**What you have to do**
No line before the one containing "</instance>" should appear; that line and all lines after it, through the end of the data, are to be set down exactly.
*** Source information ***
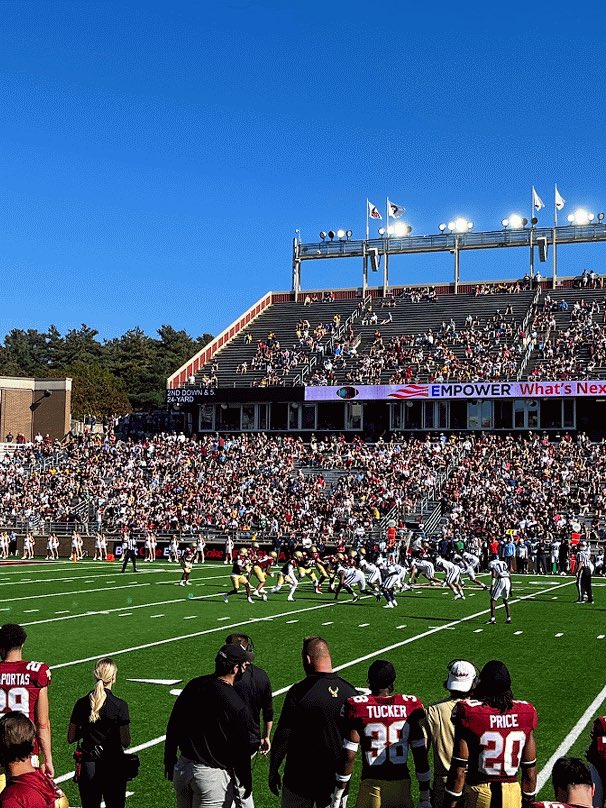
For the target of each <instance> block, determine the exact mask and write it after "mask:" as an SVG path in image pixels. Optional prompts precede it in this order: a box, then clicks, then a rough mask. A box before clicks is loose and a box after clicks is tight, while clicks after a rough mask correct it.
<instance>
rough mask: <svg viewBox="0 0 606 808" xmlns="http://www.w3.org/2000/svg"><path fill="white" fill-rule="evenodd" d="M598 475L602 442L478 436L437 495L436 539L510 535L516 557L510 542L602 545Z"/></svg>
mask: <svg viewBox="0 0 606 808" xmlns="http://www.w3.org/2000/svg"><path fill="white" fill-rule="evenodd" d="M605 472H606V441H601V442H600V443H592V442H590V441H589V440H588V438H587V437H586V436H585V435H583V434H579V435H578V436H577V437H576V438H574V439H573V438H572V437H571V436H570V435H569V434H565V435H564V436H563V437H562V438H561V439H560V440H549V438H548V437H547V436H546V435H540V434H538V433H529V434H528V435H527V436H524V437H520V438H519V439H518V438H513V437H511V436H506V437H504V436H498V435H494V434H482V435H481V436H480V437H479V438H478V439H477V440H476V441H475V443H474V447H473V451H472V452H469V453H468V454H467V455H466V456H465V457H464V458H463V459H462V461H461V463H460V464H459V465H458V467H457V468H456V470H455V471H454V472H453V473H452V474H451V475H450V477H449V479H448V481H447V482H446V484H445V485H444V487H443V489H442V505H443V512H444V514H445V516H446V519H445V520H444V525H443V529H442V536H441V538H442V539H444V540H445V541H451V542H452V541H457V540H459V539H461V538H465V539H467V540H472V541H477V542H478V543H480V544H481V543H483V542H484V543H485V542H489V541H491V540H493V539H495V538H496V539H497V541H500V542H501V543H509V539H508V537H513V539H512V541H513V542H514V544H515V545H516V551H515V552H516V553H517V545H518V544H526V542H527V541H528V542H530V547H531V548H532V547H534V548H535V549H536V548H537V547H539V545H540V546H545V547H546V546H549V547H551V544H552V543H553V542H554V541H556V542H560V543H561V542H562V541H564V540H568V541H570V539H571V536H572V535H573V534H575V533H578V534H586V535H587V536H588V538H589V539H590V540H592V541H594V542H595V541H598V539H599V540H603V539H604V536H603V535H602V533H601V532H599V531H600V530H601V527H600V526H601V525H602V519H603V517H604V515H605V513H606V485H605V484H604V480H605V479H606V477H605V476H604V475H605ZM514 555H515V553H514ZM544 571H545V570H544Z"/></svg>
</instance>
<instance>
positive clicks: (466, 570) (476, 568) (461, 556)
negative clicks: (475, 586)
*** End of Source information ***
**Reply**
</instance>
<instance>
positive clicks: (466, 570) (476, 568) (461, 556)
negative clicks: (475, 586)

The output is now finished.